(Data for analysis)
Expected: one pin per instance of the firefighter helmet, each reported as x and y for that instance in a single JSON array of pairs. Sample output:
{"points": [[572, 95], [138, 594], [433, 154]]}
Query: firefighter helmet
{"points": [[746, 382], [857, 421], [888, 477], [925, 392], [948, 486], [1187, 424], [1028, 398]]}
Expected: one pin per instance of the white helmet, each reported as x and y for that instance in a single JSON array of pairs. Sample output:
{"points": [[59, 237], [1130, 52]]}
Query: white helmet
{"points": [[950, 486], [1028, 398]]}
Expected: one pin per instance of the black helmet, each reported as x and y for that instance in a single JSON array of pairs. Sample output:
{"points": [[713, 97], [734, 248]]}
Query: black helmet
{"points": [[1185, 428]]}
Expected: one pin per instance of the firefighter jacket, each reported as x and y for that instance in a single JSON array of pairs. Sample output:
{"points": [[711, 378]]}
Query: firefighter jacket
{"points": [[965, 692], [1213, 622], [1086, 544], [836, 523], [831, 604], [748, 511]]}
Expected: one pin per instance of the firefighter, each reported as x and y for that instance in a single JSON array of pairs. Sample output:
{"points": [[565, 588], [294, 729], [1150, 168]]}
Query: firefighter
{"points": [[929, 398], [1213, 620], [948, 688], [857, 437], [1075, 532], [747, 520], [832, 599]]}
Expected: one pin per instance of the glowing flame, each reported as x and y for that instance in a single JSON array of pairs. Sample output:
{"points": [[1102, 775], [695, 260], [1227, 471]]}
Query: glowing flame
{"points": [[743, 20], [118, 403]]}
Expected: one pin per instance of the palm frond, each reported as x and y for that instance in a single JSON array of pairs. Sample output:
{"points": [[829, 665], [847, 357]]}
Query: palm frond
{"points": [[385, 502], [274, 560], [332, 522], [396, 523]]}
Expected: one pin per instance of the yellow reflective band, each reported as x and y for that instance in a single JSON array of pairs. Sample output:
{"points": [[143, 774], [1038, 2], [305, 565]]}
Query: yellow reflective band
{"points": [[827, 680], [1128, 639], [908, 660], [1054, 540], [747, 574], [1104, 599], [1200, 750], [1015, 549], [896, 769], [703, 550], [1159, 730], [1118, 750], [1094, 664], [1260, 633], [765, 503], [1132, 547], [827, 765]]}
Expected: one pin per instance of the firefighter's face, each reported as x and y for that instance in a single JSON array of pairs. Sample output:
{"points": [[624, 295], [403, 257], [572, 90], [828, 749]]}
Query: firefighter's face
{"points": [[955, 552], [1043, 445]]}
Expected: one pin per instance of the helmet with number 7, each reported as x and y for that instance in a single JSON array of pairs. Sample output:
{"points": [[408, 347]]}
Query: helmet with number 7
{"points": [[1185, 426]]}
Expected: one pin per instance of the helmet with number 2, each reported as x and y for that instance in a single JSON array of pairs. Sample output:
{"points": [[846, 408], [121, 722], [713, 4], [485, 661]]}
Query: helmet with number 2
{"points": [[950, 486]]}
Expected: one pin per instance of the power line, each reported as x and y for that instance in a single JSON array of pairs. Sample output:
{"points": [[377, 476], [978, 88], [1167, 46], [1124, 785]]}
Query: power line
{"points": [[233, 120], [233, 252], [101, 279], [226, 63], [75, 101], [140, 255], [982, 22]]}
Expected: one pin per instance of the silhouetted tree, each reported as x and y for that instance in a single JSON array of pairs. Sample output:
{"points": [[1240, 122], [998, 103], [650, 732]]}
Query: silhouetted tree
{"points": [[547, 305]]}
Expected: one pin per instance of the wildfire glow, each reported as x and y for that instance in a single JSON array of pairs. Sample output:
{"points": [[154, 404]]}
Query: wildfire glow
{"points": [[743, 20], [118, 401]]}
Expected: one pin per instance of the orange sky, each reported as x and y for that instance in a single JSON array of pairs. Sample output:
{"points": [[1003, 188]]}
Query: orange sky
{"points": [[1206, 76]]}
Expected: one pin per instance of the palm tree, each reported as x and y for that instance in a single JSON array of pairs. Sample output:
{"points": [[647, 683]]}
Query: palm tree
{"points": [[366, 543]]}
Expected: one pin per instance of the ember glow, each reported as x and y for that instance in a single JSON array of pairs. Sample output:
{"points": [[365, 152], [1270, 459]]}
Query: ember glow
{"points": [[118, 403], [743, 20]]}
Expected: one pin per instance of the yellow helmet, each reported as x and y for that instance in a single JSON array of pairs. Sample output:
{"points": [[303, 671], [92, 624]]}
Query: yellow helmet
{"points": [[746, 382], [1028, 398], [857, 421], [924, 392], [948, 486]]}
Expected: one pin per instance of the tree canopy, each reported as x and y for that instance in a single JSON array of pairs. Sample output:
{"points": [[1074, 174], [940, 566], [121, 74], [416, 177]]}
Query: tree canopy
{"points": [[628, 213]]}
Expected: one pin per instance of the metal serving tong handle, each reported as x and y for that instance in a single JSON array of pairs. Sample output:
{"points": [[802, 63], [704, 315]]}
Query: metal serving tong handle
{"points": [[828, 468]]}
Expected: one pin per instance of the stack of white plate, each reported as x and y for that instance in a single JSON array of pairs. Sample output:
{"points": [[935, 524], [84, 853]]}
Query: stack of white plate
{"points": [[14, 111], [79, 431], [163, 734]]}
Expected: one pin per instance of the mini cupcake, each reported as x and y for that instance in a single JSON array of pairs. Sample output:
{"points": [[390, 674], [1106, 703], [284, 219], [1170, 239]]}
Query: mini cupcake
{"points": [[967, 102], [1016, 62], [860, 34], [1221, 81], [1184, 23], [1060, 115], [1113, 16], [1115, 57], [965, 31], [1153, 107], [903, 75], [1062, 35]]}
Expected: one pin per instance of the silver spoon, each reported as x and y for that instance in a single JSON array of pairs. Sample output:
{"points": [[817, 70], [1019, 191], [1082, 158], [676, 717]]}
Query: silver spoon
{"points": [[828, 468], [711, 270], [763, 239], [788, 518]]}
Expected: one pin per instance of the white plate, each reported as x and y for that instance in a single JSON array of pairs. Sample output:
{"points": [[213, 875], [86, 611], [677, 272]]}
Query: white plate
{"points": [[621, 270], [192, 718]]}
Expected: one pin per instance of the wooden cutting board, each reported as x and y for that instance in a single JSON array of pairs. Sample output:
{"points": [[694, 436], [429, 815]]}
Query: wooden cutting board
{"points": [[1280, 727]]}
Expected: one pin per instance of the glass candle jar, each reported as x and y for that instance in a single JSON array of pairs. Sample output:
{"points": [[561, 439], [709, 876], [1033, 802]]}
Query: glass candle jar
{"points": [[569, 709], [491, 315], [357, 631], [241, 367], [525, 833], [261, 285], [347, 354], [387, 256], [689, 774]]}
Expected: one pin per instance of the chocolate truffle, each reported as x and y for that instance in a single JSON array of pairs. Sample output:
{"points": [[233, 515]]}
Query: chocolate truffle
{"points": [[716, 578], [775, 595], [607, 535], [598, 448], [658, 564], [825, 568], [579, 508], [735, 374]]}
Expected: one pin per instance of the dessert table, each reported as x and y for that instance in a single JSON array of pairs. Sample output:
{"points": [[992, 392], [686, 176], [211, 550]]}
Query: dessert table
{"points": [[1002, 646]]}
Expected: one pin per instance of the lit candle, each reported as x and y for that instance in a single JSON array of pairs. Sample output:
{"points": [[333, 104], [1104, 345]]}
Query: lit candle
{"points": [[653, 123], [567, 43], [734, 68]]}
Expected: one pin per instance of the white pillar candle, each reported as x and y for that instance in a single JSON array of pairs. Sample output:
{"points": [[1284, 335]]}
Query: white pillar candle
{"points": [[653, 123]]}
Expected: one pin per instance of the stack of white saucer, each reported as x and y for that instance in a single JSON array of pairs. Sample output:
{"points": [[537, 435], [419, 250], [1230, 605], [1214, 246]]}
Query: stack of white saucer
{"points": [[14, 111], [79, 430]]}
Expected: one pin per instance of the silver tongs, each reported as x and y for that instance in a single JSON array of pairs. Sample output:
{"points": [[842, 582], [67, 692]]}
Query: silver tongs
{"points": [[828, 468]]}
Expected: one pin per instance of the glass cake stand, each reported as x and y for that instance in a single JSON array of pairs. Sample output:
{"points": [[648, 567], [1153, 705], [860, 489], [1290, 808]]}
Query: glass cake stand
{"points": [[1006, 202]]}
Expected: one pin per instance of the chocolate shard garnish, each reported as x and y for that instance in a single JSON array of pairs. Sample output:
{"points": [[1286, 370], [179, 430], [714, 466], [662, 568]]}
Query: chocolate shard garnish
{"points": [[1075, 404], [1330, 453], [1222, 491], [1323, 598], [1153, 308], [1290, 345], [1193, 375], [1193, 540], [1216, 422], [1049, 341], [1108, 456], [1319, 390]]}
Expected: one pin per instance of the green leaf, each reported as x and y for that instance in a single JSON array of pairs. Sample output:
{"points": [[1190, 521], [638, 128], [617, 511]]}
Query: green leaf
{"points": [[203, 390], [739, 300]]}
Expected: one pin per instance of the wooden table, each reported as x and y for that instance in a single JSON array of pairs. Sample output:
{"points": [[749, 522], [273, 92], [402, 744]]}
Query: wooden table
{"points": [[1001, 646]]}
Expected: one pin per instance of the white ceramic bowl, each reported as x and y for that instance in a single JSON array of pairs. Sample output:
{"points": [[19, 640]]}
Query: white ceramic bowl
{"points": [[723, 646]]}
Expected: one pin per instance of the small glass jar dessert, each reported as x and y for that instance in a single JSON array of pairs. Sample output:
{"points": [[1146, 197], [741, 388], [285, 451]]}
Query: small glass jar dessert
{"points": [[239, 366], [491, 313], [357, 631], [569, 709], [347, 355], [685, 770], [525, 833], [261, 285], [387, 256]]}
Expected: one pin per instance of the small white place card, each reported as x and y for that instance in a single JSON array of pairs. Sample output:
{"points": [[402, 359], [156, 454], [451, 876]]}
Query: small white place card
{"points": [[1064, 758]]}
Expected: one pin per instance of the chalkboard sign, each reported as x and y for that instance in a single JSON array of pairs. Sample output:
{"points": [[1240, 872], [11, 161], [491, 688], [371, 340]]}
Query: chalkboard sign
(End Data for analysis)
| What to do |
Give an exact copy of the lines above, from the top of the records to the line that contains "Expected: one pin per instance of the black", taking in both ends.

| Your response |
Expected: one pin per instance of the firefighter helmet, each reported as x and y for that instance in a single JSON array of pairs. Sample output:
{"points": [[572, 95], [138, 594], [433, 154]]}
Query: firefighter helmet
{"points": [[746, 382], [857, 421], [888, 477], [925, 392], [948, 486], [1187, 424], [1028, 398]]}
Expected: one pin per instance of the white helmet, each reported as x and y for that instance in a single JSON array of pairs. Sample output:
{"points": [[59, 237], [1130, 52]]}
Query: white helmet
{"points": [[950, 486], [1028, 398]]}
Expected: one pin per instance of the black helmet, each reported as x and y for that instance in a single JSON array of pairs. Sample output:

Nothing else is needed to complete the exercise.